What you need to do: Beginning at the line containing "Every instance gets a single point. Point out the shaded", output every line to the end of the data below exactly as it appears.

* START Extracted records *

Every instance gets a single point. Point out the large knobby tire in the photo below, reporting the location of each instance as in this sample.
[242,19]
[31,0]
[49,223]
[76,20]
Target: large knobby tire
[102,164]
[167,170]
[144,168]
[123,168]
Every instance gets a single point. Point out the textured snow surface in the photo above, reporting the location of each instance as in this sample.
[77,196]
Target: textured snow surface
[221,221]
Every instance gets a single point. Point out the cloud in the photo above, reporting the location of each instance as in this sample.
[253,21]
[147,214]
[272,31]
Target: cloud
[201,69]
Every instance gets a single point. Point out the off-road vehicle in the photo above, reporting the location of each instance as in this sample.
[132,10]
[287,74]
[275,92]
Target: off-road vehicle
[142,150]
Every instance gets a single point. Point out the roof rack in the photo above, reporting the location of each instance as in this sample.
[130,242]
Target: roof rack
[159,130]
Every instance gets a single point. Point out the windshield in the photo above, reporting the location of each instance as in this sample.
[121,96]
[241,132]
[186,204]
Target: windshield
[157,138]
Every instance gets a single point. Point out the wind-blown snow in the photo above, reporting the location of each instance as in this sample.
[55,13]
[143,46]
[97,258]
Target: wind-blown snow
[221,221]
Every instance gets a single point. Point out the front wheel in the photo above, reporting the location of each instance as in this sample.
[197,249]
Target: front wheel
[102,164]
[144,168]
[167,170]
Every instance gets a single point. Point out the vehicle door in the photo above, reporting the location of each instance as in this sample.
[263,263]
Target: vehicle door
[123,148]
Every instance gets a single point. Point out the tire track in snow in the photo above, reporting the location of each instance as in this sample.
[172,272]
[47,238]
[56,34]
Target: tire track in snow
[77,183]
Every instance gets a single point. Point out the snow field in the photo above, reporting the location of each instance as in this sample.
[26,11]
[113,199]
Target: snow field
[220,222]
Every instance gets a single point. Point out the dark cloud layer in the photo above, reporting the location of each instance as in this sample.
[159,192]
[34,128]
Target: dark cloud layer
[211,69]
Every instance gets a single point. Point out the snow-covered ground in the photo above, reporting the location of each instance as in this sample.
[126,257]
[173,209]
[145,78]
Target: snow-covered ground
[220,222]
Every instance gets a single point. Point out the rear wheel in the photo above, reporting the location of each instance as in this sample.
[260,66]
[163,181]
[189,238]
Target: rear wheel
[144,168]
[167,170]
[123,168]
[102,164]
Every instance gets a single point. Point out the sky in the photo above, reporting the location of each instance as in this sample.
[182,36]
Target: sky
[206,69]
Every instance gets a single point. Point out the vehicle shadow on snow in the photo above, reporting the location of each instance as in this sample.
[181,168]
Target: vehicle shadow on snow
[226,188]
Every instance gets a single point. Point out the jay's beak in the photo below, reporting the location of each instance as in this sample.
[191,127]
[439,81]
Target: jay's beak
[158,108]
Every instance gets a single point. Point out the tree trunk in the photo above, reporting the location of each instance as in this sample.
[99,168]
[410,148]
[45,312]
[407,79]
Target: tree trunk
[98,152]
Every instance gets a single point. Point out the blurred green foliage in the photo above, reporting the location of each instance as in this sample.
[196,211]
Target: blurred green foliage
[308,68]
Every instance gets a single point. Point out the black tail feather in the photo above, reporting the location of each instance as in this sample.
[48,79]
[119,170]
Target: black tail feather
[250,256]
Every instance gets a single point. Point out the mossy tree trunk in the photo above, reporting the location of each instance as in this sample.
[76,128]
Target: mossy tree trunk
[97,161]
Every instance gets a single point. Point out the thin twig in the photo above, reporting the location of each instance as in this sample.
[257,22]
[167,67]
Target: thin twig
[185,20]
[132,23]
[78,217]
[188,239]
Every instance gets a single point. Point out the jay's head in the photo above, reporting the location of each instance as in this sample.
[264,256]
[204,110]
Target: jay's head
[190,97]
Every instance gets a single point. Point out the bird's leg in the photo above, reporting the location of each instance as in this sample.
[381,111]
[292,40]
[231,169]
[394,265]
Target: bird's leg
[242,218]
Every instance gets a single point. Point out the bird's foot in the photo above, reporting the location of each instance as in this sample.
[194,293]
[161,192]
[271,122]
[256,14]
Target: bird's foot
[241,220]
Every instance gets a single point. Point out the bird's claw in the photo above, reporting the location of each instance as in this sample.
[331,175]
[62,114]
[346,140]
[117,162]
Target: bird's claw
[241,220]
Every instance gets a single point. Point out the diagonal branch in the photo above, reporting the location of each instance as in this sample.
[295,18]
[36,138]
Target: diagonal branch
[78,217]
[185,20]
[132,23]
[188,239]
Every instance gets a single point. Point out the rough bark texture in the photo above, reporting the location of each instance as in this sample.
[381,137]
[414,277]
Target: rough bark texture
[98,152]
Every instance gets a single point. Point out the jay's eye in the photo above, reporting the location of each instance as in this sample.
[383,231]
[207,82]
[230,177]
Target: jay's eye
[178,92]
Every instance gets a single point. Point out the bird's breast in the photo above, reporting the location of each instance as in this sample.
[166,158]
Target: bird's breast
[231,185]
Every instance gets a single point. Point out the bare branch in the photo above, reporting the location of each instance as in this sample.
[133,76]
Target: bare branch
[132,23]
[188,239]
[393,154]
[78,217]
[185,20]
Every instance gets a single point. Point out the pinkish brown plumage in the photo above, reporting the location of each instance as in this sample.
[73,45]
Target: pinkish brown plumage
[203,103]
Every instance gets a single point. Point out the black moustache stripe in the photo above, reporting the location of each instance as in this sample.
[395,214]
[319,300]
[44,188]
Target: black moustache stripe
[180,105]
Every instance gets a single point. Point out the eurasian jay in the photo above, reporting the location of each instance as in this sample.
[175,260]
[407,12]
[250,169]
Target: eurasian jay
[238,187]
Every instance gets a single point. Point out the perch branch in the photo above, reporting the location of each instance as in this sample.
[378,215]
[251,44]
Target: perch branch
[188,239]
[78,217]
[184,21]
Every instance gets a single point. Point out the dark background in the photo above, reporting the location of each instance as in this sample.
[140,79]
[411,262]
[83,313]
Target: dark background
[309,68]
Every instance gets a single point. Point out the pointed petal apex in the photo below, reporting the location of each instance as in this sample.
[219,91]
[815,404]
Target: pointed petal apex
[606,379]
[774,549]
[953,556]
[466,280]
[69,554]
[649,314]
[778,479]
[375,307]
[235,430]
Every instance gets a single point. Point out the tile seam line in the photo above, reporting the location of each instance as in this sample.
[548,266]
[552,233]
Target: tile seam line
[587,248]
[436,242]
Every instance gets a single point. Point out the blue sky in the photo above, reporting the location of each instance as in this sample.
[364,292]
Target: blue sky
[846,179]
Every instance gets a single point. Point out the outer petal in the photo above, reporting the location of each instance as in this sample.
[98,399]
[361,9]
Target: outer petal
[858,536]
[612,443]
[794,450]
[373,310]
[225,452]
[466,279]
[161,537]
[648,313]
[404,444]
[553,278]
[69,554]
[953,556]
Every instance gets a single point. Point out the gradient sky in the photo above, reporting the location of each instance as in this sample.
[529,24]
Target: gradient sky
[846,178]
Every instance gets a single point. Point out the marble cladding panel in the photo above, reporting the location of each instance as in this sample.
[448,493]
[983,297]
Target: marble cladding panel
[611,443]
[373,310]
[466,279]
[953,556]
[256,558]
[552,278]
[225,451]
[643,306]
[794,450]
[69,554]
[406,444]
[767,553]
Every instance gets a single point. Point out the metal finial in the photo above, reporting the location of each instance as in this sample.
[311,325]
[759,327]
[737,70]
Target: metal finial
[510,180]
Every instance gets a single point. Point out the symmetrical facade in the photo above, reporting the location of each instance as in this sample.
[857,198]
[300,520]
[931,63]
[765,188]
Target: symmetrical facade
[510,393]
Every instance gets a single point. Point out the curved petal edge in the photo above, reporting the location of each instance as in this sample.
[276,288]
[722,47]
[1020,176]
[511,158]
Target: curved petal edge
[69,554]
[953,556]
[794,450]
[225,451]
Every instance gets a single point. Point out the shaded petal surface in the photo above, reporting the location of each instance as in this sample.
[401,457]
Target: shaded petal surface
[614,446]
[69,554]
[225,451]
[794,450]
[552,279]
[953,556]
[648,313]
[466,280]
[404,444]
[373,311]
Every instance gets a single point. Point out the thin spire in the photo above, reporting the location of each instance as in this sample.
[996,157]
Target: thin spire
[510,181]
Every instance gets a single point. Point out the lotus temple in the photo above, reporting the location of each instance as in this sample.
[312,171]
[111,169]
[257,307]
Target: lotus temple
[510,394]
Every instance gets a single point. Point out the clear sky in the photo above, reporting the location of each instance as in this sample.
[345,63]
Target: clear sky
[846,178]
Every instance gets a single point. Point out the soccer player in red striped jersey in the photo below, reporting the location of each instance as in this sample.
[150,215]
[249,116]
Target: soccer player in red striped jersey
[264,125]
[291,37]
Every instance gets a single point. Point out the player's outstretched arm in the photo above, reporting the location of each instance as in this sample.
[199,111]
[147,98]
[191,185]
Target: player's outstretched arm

* END Extracted records *

Finished exercise:
Every instance gets a single point. Point out the shaded petal surface in the photo above, reporting the location of each instance as in this sample.
[401,457]
Target: shaded petal surface
[614,446]
[69,554]
[225,451]
[794,450]
[552,279]
[953,556]
[648,313]
[466,280]
[404,444]
[373,311]
Every instance gets a single point. Point out the thin spire in the photo above, reporting the location of each instance as in this sample.
[996,157]
Target: thin spire
[510,181]
Every instance gets a single point. Point out the lotus temple in the photo above, reporting the location of each instance as in this sample.
[312,171]
[111,169]
[257,307]
Target: lotus temple
[510,394]
Every instance gets a single point. Point out the clear sky in the photo above, reporting the location of each instance as in this sample.
[345,63]
Target: clear sky
[846,178]
Every instance gets a single point. Point out the soccer player in red striped jersey in the photo below, reporting the location of each instance as in this sample.
[150,215]
[249,116]
Target: soccer player in red striped jersey
[264,125]
[291,37]
Every instance gets a single point. Point out the player's outstretched arm in the photo above, reporting the location of each instance as in this sample.
[199,111]
[147,98]
[191,185]
Target: player's outstretched arm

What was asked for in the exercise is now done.